Stated problem:
Put the data from the line with "Annotation task — tag each instance of the small" up to and including the line with "pixel 949 844" into a two-column CSV with the columns input and output. Each row should hold one text with its answer, with every field quoted and any line breaks turned into spaces.

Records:
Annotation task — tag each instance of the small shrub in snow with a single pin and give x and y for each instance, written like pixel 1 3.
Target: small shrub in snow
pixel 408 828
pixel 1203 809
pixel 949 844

...

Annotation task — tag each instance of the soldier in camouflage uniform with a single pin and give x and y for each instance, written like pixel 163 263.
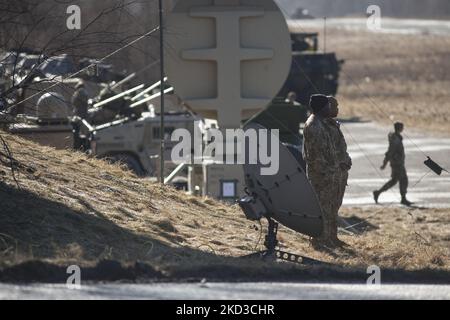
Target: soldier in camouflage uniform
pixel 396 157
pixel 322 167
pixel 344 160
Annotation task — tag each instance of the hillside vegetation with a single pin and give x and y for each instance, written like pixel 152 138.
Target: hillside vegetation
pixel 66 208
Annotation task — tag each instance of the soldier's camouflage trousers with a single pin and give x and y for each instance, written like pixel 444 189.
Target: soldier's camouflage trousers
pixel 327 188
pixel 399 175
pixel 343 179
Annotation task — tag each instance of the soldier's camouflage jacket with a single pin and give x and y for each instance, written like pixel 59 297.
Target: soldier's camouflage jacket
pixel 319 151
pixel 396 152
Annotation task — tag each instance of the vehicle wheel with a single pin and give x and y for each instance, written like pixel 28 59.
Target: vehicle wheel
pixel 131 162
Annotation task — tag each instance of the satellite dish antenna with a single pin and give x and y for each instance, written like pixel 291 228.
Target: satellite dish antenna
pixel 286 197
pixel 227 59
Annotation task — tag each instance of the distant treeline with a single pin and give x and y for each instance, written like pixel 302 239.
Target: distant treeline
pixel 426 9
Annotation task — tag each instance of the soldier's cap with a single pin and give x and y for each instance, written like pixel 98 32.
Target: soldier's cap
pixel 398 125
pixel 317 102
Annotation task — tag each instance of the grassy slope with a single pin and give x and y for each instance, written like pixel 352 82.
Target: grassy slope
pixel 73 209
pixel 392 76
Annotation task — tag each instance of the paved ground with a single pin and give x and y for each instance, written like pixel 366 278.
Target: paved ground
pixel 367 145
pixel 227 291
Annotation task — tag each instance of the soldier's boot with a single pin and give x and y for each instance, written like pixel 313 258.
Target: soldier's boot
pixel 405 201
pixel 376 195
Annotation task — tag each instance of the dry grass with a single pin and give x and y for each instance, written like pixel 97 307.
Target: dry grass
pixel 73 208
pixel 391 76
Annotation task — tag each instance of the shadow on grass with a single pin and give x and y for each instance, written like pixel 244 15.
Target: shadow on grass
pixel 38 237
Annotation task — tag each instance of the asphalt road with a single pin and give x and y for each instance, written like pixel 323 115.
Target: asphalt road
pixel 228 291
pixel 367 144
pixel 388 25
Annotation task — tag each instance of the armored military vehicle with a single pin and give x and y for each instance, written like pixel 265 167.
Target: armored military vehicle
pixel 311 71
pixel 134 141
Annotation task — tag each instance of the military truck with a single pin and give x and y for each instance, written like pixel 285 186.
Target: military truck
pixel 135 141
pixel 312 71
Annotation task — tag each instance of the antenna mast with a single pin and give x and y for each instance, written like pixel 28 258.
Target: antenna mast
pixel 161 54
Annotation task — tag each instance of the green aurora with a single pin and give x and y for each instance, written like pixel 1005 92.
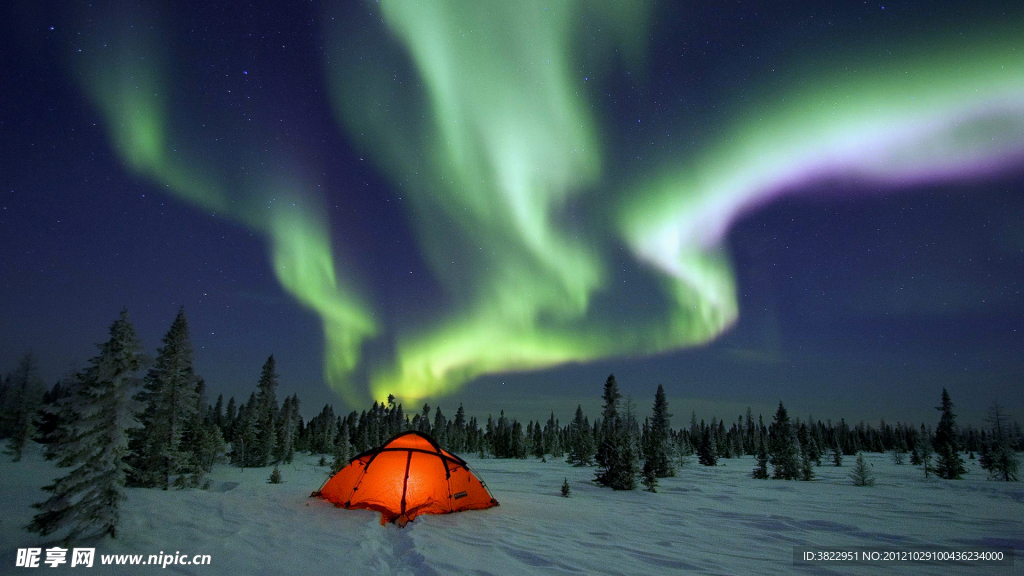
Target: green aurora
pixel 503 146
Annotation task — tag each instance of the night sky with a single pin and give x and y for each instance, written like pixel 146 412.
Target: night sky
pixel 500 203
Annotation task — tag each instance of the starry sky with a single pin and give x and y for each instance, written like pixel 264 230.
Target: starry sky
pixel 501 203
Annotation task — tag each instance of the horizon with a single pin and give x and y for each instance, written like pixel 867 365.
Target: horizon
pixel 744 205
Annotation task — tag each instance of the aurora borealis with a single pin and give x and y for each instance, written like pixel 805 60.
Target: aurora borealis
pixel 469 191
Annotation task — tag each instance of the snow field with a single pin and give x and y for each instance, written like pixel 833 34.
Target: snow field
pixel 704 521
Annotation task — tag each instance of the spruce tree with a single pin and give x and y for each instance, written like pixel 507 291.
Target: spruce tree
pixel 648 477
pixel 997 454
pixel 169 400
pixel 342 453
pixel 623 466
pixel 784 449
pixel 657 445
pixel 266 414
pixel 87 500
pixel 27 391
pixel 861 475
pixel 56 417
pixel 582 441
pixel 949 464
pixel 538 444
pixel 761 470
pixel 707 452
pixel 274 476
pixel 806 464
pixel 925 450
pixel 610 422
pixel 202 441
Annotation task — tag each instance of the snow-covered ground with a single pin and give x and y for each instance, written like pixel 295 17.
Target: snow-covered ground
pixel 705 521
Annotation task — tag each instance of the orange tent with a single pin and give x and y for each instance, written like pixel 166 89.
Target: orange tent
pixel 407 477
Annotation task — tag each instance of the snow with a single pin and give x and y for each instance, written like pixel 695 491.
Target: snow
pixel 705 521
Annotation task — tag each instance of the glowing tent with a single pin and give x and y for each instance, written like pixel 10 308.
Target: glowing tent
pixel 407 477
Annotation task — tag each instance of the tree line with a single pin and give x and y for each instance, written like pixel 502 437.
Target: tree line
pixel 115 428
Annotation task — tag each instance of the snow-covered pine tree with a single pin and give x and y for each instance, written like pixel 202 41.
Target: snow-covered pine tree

---

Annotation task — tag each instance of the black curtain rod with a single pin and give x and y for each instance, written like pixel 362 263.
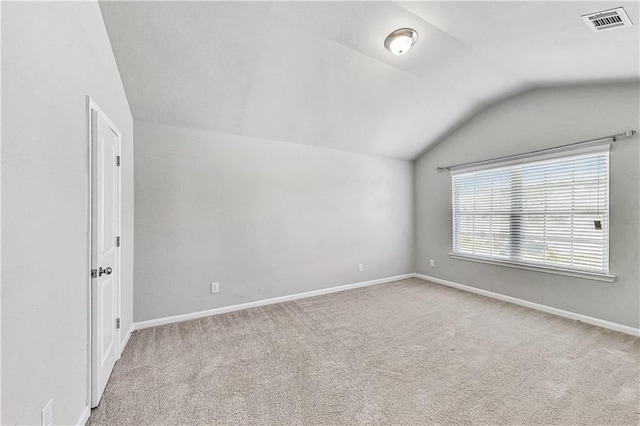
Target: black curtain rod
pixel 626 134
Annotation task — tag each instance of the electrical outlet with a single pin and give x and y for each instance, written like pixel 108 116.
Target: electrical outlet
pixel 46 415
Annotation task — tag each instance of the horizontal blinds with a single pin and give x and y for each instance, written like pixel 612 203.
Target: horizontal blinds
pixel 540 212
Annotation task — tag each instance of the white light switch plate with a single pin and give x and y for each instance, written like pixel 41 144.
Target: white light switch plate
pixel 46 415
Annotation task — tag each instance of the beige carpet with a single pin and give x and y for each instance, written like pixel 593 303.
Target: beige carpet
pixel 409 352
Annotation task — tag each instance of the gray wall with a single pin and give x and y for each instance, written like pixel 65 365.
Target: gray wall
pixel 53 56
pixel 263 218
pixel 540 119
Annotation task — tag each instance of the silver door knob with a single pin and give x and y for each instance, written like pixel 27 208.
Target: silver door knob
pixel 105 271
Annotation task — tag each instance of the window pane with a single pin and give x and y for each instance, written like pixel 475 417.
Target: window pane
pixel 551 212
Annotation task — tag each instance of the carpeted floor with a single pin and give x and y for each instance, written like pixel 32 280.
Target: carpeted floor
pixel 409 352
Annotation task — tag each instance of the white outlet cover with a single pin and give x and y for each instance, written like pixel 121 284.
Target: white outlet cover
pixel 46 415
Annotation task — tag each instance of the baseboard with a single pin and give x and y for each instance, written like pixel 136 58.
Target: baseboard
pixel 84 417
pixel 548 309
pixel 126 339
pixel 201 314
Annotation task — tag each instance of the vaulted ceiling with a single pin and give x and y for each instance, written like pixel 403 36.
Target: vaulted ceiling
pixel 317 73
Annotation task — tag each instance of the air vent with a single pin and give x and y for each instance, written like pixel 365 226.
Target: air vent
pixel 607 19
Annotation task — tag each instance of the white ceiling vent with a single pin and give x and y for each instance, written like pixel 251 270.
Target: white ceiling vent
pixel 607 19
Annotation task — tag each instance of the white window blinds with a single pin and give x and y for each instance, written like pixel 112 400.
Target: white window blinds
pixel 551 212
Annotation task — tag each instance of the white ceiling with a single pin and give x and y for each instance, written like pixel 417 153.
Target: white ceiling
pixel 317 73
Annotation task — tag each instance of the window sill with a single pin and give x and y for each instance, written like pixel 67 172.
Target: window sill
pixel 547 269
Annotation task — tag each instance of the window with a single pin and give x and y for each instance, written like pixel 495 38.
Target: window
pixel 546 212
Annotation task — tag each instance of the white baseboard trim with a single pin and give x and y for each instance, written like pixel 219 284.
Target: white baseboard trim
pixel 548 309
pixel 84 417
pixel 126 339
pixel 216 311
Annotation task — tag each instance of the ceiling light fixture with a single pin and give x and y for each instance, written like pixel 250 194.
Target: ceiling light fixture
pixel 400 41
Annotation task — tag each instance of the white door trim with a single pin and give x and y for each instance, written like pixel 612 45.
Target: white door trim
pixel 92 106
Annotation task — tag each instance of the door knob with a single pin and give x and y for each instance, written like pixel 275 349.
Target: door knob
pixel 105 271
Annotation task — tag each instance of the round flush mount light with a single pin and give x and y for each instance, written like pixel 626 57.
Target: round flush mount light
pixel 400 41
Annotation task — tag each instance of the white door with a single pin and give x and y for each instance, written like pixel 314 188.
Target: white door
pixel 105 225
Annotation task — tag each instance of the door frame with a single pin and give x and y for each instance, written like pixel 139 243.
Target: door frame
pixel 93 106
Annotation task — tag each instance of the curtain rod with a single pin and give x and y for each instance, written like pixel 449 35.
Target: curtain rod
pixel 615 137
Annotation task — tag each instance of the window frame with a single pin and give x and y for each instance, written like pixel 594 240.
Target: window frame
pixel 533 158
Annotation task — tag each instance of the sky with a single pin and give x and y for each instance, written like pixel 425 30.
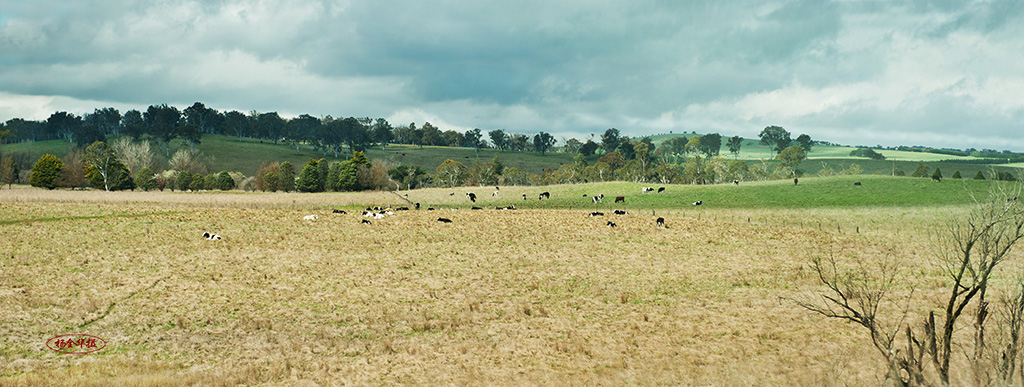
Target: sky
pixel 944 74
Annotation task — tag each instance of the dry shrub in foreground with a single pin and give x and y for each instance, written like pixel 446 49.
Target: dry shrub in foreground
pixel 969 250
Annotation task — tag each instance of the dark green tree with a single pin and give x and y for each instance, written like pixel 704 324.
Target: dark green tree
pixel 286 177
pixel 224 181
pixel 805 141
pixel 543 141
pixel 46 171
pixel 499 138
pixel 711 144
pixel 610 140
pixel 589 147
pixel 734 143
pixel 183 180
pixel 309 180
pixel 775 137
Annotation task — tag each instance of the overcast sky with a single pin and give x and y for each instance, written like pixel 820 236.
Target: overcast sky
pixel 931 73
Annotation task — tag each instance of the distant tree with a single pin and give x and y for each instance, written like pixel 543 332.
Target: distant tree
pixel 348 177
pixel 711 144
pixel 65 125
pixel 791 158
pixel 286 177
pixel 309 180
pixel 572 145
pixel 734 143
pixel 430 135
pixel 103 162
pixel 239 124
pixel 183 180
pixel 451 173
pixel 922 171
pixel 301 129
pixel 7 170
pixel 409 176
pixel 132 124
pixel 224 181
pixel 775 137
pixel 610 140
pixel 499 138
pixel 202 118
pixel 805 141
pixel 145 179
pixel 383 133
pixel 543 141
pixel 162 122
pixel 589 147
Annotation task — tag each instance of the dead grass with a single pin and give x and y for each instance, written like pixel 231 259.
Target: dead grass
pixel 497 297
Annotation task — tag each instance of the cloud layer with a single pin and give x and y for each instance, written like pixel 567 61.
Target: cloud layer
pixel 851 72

Task result:
input,output
"Annotation task — tag each instance of the small shrub in snow with a single pin and give x and y for each instance, written like pixel 1 3. Target: small shrub in snow","pixel 408 828 pixel 1203 809 pixel 949 844"